• DESCRIPTION OF THE TASK: The whole answer is the data below, retyped exactly.

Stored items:
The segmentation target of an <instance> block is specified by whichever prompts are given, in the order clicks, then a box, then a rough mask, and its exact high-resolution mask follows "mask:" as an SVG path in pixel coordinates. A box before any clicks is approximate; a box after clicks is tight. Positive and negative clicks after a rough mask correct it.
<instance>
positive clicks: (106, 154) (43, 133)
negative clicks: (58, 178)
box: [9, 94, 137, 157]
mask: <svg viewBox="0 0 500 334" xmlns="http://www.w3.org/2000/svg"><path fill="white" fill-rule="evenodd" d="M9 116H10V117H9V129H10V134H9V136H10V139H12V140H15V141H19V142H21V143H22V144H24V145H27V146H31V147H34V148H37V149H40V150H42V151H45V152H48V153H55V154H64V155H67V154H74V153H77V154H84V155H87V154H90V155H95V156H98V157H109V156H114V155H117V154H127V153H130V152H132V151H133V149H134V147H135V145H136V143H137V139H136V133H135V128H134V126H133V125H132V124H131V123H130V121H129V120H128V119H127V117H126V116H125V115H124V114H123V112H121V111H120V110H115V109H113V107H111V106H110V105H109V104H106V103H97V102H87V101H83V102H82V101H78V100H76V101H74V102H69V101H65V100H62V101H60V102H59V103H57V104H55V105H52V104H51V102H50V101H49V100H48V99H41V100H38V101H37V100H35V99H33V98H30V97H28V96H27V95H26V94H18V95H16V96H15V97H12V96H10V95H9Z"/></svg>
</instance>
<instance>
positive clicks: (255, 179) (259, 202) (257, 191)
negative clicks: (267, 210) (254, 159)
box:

• FINAL ANSWER:
The segmentation target of an <instance> block is specified by whichever prompts are given, in the order clicks, then a box, then a rough mask, and its exact high-resolution mask follows "mask:" as an SVG path in pixel coordinates. A box before any clicks is approximate; a box after clicks is tight. Positive and negative clicks after a rough mask correct it.
<instance>
positive clicks: (106, 154) (43, 133)
negative clicks: (58, 178)
box: [9, 94, 137, 157]
mask: <svg viewBox="0 0 500 334" xmlns="http://www.w3.org/2000/svg"><path fill="white" fill-rule="evenodd" d="M9 116H10V117H9V129H10V134H9V136H10V139H12V140H15V141H19V142H21V143H22V144H24V145H27V146H31V147H34V148H37V149H40V150H42V151H45V152H48V153H55V154H64V155H67V154H74V153H77V154H84V155H87V154H90V155H95V156H98V157H109V156H114V155H117V154H127V153H130V152H132V151H133V149H134V147H135V145H136V143H137V139H136V133H135V128H134V126H133V125H132V124H131V123H130V121H129V120H128V119H127V117H126V116H125V115H124V114H123V112H121V111H120V110H115V109H113V107H111V106H110V105H109V104H106V103H97V102H87V101H83V102H82V101H78V100H76V101H74V102H69V101H65V100H62V101H60V102H59V103H57V104H55V105H52V104H51V102H50V101H49V100H48V99H41V100H38V101H37V100H35V99H33V98H30V97H28V96H27V95H26V94H18V95H16V96H15V97H12V96H10V95H9Z"/></svg>
</instance>
<instance>
positive clicks: (255, 179) (259, 202) (257, 191)
negative clicks: (267, 210) (254, 159)
box:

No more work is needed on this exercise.